**USANDO AS INFORMAÇÕES**
[1] Traduza para inglês a seguinte frase do texto sobre o treino de cães: «Igual dilema sentem os proprietários caninos que são obrigados a treinar os seus cães, por serem em simultâneo seus líderes e companheiros de brincadeira, no conflito entre a exigência e a tolerância que a razão e os vínculos afectivos sustentam».
[2] Retome o texto sobre o treino de cães a partir do ponto em que termina.

**TEXTO SELECIONADO**
────
Conhecemos um
médico que era capaz de tudo prescrever aos seus pacientes mas que se negava terminantemente a tratar dos seus familiares e amigos mais chegados por
recear vê-los ou fazê-los sofrer, endereçando-os sem qualquer pejo para os bons
ofícios doutros clínicos. Igual dilema sentem os proprietários caninos que são
obrigados a treinar os seus cães, por serem em simultâneo seus líderes e
companheiros de brincadeira, no conflito entre a exigência e a tolerância que a
razão e os vínculos afectivos sustentam. E como o dever e a disciplina esmorecem
diante da afeição, à imitação do médico atrás citado, alguns proprietários
caninos optam por incumbir a educação dos seus cães a outros, que por norma se
fazem pagar muito bem e que nem sempre alcançam os resultados acordados e expectáveis.
────
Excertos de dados
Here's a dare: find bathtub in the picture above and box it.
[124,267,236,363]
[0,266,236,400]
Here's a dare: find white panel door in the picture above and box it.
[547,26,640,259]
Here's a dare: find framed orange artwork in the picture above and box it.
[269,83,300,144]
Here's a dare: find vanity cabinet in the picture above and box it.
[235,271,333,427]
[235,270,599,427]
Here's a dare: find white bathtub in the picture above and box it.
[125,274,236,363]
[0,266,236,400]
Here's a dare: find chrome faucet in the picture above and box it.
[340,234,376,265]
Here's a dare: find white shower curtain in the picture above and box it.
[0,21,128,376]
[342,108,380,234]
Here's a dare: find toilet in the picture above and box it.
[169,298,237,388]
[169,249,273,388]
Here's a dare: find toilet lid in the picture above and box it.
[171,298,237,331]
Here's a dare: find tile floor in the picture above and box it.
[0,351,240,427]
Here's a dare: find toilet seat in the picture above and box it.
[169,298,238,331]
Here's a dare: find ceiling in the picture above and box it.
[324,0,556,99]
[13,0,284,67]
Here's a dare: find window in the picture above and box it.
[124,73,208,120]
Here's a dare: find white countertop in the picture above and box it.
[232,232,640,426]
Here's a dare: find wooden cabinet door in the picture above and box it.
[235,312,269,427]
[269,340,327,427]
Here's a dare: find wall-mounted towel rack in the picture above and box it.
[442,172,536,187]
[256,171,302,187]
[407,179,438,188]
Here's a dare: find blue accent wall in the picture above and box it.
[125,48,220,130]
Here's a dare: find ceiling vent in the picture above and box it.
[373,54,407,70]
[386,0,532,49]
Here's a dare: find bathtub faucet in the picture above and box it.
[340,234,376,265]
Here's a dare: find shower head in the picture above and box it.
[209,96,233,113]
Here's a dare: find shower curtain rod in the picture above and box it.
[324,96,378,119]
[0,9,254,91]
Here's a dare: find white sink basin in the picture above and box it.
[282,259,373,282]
────
**RESPOSTAS**
[1] Dog owners who are obliged to train their dogs feel the same dilemma, since they are at once their leaders and their playmates, caught in the conflict between strictness and tolerance that reason and emotional bonds sustain.

[2]
Nas relações de
paridade absoluta entre homens e cães, modelo que todos dizem seguir por ser
agora politicamente correcto e do agrado das mentes mais ingénuas, perde-se a
liderança e ganha-se o amigo, assistindo-se invariavelmente ao suborno mútuo: o
dono tenta subornar o cão para que ele faça algo e cão lança mão da chantagem
emocional para não o fazer, particularmente diante de exercícios mais complicados
ou de maior exigência. Para que isto não suceda, importa separar os momentos
lúdicos dos dedicados ao trabalho objectivo, ainda que os primeiros subsidiem e
facilitem de sobremaneira o alcance dos últimos, estabelecer uma clara
diferença entre os momentos de supercompensão e os pedagógicos propriamente
ditos, tendo o cuidado de os equilibrar para que os cães não resistam ao
trabalho e alcancem com alegria os desafios inerentes à sua capacitação.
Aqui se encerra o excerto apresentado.